Hace una semana que he vuelto tras seis meses repletos de
experiencias y cambios. He vuelto a mi ciudad, que se aparece más pequeña que
nunca ante mis ojos; a mi familia, a mi casa. He vuelto por segunda vez, y si
algo tengo claro es que la anterior no me marcó tanto como ésta. Y no me refiero
al jet lag o al choque cultural que he sufrido al encontrarme una Valladolid
gris, desarbolada, muy fría y muy pequeña, ni a la rutina en la que me he visto
enmarcado una vez más, recordando cada detalle de ella con sorpresa; ni tampoco
observando las cosas que han cambiado en mi ausencia.

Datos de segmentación
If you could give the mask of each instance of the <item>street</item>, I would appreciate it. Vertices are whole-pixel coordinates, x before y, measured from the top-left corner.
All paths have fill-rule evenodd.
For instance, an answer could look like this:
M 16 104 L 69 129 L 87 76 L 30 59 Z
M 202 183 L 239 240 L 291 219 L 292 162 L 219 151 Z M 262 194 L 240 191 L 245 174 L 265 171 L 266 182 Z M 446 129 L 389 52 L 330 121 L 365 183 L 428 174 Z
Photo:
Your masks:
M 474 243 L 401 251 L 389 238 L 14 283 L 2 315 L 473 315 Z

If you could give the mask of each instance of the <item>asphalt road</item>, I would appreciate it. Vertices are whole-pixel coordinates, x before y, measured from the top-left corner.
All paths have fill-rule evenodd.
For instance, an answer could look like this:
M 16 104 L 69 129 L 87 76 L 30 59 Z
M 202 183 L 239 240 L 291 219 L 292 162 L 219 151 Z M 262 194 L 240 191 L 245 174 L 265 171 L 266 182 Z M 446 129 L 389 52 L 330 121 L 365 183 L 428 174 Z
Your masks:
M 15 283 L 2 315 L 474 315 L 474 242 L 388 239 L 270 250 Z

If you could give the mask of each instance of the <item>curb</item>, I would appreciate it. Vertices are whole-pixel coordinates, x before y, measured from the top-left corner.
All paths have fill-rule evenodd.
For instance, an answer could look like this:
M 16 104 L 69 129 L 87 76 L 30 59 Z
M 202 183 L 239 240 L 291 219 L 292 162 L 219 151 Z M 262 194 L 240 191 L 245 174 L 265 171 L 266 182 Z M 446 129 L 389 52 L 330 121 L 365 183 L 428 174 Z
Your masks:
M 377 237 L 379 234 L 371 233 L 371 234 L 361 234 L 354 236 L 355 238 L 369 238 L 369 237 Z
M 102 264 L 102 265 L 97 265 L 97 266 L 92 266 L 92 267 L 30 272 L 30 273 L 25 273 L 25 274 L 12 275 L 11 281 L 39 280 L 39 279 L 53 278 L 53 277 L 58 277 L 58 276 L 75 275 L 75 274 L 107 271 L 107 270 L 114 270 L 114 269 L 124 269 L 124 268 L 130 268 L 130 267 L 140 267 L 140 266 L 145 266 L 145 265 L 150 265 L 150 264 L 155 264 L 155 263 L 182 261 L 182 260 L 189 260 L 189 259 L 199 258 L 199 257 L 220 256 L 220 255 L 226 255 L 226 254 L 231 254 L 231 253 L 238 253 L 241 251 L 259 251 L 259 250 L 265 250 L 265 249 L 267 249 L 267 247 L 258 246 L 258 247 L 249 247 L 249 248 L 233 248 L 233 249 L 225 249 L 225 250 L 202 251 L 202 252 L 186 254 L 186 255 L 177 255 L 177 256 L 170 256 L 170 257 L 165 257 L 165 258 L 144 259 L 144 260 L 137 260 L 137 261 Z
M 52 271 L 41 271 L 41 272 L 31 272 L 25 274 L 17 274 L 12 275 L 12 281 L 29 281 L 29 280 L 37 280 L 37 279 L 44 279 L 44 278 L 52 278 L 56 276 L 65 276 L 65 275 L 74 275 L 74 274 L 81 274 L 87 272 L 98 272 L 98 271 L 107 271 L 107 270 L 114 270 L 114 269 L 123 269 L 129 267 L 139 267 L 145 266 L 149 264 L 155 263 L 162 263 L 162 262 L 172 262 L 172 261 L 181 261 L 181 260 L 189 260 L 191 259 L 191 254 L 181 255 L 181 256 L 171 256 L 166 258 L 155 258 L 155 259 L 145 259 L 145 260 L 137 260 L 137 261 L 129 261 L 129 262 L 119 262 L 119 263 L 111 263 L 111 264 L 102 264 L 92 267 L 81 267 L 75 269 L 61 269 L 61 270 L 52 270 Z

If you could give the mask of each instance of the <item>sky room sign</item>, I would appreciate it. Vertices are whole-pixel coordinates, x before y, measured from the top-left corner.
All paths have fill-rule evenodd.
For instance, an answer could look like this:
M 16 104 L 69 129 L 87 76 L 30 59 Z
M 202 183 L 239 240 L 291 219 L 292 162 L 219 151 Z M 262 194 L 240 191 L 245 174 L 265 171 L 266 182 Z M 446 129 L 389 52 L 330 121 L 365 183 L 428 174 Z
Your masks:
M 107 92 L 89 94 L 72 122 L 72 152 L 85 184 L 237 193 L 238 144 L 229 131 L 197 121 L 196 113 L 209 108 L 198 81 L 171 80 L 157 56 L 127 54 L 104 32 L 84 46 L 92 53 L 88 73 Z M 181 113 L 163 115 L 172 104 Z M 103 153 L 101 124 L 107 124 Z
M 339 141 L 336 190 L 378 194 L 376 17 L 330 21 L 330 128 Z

TAREAS
1. Según el texto sobre el regreso a Valladolid, ¿cuántos meses estuvo fuera quien escribe?
2. Prosigue el texto sobre el regreso a Valladolid a partir de su última oración.

RESPUESTAS POR TAREA
1. Seis meses.

2.
He vuelto a
casa, sí, pero ¿puedo llamarla mía? En ella está la gente que quiero y muchas
cosas que son mías, he vivido en ella muchos años, pero ¿es más mi casa que la
que dejé llena de vasos vacíos, botellas tiradas, todo el desmadre de la
despedida de la noche anterior y algo de comida en la nevera antes de cerrar esa
puerta, seguramente para no volverla a abrir? ¿O que aquélla que hace dos años
me vio dar mis primeros pasos emancipados y aprender mil cosas; aquélla que dejé
igualmente tras otra puerta, oscura y solitaria, con mi juego de llaves en la cómoda
junto al telefonillo?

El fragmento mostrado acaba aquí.